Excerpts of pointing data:

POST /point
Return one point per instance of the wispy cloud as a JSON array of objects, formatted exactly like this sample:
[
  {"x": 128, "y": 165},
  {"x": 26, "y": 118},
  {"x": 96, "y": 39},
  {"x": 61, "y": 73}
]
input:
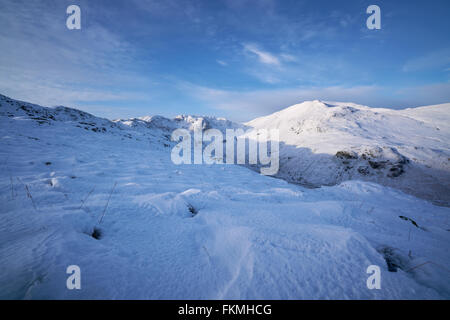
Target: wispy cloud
[
  {"x": 263, "y": 56},
  {"x": 246, "y": 105},
  {"x": 433, "y": 60}
]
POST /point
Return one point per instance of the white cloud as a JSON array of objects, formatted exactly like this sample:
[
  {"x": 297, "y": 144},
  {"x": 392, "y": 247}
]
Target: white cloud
[
  {"x": 243, "y": 106},
  {"x": 263, "y": 56},
  {"x": 432, "y": 60}
]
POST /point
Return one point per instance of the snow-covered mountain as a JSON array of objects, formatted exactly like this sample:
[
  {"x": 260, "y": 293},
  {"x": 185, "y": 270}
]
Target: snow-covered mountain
[
  {"x": 325, "y": 143},
  {"x": 104, "y": 195}
]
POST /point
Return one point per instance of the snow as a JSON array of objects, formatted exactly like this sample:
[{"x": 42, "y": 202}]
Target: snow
[
  {"x": 326, "y": 143},
  {"x": 195, "y": 231}
]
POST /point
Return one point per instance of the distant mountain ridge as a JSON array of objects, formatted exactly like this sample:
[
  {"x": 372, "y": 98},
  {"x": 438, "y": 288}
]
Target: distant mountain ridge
[
  {"x": 321, "y": 143},
  {"x": 325, "y": 143}
]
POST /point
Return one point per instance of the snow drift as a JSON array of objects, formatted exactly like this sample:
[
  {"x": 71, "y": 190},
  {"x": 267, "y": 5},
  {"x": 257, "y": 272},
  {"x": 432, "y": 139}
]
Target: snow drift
[{"x": 103, "y": 195}]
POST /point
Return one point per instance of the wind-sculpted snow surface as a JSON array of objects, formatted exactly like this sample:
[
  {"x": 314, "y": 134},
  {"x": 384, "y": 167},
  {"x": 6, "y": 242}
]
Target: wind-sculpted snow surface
[
  {"x": 326, "y": 143},
  {"x": 194, "y": 231}
]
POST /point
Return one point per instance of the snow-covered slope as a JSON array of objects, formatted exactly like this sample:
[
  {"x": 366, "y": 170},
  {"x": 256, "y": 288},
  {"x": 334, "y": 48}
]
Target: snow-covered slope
[
  {"x": 79, "y": 190},
  {"x": 325, "y": 143}
]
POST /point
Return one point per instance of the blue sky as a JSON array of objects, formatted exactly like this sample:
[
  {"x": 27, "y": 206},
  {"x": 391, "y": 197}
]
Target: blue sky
[{"x": 233, "y": 58}]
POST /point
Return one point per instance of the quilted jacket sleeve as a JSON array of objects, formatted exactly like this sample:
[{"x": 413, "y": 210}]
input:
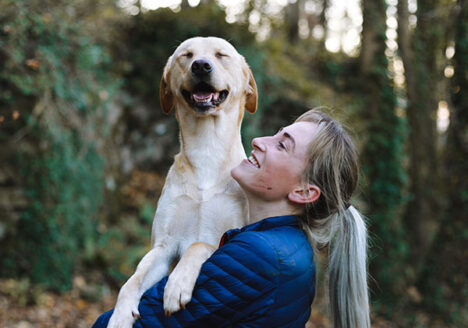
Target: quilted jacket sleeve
[{"x": 237, "y": 282}]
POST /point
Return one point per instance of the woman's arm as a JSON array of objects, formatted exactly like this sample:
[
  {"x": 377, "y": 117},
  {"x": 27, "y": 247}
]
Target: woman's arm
[{"x": 238, "y": 280}]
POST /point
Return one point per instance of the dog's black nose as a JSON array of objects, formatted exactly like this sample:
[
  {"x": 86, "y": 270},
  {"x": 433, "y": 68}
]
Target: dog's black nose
[{"x": 201, "y": 67}]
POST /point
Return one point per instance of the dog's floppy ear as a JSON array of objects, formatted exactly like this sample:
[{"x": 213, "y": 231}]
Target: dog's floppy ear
[
  {"x": 165, "y": 95},
  {"x": 252, "y": 93}
]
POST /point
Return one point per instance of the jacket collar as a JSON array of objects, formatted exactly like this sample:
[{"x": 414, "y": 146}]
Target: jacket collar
[{"x": 262, "y": 225}]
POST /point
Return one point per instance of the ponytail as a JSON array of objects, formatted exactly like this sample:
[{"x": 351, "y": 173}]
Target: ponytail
[
  {"x": 348, "y": 272},
  {"x": 333, "y": 167}
]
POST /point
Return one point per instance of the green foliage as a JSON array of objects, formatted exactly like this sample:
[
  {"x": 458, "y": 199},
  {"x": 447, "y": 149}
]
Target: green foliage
[
  {"x": 382, "y": 158},
  {"x": 56, "y": 79}
]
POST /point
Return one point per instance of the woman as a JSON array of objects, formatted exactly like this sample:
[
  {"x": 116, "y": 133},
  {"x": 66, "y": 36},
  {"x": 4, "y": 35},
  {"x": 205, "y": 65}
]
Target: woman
[{"x": 298, "y": 183}]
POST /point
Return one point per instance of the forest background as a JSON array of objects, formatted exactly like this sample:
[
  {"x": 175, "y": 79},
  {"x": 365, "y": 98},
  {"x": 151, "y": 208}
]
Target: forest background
[{"x": 85, "y": 147}]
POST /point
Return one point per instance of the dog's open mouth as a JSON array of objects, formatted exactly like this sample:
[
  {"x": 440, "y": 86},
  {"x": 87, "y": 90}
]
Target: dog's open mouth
[{"x": 204, "y": 97}]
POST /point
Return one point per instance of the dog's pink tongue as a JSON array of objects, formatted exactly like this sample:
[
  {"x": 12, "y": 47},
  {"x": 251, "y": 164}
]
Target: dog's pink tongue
[{"x": 202, "y": 96}]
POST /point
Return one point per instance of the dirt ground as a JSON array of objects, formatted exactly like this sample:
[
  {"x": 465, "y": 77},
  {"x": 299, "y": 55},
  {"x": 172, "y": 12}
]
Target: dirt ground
[{"x": 24, "y": 306}]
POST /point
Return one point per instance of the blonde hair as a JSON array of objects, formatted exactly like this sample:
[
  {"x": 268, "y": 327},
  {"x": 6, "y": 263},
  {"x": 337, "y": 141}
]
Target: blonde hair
[{"x": 332, "y": 222}]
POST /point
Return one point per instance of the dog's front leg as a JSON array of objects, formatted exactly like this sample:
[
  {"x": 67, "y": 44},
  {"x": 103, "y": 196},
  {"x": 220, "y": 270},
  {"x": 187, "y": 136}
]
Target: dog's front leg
[
  {"x": 151, "y": 269},
  {"x": 179, "y": 286}
]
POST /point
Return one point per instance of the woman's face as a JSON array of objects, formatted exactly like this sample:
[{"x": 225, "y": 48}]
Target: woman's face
[{"x": 277, "y": 163}]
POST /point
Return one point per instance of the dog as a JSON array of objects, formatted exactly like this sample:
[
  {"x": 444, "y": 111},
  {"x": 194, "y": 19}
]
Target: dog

THE EXERCISE:
Please list every line in the items above that contains the word "wind".

IN RESPONSE:
Return one point per instance of the wind-sculpted snow surface as a JSON array of objects, formatted exactly like this sample:
Target: wind-sculpted snow surface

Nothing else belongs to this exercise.